◆ WHAT TO DO: Could you copy, word for word, the part of the article on the Indianapolis mass transit plan between "The meeting was" and "unable to drive.", inclusive?

Committee votes to send mass transit plan to full council

February 21, 2017 | WRTV13 | Link to Article


INDIANAPOLIS (WTHR) - The City County Council will vote Monday on raising the county income tax to help fund mass transit.

On Tuesday night, the council's Rules and Public Policy Committee voted 5-2 to pass the plan forward.

It calls for raising the county income tax .025% or $100 for each $40,000 of taxable income. Doing so would raise $54 million a year for IndyGo to expand bus service to parts of the county that don't have it and allow buses to run more often and later at night.

It would also help fund three rapid bus transit routes.

The meeting was held at New Wineskins Ministries on the city's west side. Before it started, a handful of people stood in a circle and prayed the transit plan would be moved to the full council.

IndyCan's Melanie Moore said she's spent months talking to people and advocating for its passage. "We want every individual to be productive, a productive citizen and sometimes it may take this bus service to do that," she said.

The meeting drew dozens of people. The majority of those who spoke were in in favor of the proposal.

"I use transit to get to my several doctors appointments, the dentist and pharmacy, to shop for groceries," said Brian Thomason, who said he has a disability and is unable to drive.

Susan Jones, who is blind, said she's relied on the bus since 1977. She said she's eager for better service. "My bus runs once an hour most of the time. On route 24 we have no service past 7 pm and no Sunday service," she said.

◆ SUPPLIED INFORMATION:
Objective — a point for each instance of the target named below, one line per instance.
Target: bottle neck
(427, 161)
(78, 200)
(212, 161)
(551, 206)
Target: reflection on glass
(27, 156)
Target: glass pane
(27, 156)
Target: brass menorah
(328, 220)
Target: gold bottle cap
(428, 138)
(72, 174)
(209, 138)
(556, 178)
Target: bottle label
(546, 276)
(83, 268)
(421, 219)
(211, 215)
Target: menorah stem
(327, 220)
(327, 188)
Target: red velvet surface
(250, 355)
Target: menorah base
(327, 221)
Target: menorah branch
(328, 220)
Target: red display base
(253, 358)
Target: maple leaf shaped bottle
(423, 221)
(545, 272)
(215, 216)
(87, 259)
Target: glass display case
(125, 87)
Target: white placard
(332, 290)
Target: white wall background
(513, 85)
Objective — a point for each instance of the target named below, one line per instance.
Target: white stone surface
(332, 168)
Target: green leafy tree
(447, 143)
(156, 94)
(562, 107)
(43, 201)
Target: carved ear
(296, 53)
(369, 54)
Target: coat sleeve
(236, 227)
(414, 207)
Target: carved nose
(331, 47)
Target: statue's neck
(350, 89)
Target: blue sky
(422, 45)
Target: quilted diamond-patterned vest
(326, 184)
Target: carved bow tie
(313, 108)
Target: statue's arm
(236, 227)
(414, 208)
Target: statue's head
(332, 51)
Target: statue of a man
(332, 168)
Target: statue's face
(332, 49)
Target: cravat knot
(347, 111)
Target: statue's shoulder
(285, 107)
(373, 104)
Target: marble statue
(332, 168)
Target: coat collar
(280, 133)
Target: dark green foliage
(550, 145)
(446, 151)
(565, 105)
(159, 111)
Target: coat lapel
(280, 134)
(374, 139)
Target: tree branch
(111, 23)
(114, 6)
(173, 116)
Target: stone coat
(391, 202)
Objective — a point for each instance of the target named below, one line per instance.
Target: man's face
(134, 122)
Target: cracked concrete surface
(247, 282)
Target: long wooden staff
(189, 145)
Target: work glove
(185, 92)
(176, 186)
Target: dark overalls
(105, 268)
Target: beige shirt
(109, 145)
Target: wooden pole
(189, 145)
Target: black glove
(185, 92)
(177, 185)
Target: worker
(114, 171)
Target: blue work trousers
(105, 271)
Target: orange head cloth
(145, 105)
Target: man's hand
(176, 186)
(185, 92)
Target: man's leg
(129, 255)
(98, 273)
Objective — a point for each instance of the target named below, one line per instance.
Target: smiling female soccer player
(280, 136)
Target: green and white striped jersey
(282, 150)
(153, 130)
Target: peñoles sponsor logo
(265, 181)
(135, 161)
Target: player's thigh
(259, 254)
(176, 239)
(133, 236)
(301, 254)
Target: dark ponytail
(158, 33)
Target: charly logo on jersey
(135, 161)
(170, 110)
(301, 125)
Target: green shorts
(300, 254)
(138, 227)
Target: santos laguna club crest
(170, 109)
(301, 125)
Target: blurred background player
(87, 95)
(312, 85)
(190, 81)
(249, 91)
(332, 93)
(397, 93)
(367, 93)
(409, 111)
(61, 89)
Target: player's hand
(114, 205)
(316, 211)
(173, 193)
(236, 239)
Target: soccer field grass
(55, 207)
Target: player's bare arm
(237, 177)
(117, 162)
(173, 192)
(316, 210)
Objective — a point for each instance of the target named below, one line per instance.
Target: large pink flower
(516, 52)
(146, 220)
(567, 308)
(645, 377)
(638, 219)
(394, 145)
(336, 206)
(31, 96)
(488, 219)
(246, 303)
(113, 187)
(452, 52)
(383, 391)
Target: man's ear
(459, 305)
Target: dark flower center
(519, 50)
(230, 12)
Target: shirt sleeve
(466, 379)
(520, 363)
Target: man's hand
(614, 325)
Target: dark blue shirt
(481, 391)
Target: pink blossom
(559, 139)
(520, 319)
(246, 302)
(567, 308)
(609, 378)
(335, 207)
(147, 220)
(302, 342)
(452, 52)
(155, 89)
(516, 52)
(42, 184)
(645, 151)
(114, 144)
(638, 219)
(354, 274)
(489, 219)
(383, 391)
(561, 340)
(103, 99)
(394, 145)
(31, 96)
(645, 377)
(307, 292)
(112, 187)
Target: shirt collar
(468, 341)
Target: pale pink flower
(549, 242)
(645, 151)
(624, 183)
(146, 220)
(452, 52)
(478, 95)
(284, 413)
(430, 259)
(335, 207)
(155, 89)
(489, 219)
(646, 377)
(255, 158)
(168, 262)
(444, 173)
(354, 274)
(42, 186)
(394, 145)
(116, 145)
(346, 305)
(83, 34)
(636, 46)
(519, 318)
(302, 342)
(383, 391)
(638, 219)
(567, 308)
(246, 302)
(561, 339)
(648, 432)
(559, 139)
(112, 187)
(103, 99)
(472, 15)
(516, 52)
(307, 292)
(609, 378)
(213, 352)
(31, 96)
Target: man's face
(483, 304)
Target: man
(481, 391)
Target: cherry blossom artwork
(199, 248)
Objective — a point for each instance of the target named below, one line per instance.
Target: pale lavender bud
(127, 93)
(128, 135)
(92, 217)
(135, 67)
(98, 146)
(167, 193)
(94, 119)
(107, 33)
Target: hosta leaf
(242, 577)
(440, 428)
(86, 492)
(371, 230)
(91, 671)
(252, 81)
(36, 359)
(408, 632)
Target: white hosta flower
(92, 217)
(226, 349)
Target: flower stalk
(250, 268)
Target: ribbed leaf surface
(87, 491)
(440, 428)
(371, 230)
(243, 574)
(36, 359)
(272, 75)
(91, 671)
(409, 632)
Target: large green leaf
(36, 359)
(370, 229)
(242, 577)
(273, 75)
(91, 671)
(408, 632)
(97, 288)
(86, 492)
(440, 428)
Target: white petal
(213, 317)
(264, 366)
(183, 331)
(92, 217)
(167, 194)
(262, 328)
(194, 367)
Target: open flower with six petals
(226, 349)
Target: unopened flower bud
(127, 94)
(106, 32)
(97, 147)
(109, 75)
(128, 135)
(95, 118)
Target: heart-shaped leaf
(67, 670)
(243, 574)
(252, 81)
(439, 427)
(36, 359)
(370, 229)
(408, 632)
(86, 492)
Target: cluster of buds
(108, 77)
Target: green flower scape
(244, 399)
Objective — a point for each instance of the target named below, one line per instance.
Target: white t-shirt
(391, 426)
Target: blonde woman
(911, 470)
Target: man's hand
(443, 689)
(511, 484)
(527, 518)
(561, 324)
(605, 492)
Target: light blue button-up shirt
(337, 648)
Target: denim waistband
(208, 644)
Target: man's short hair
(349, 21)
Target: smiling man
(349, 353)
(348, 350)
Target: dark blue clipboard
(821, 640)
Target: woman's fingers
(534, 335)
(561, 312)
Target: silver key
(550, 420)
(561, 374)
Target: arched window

◆ OUTPUT OF THE EXERCISE:
The meeting was held at New Wineskins Ministries on the city's west side. Before it started, a handful of people stood in a circle and prayed the transit plan would be moved to the full council.

IndyCan's Melanie Moore said she's spent months talking to people and advocating for its passage. "We want every individual to be productive, a productive citizen and sometimes it may take this bus service to do that," she said.

The meeting drew dozens of people. The majority of those who spoke were in in favor of the proposal.

"I use transit to get to my several doctors appointments, the dentist and pharmacy, to shop for groceries," said Brian Thomason, who said he has a disability and is unable to drive.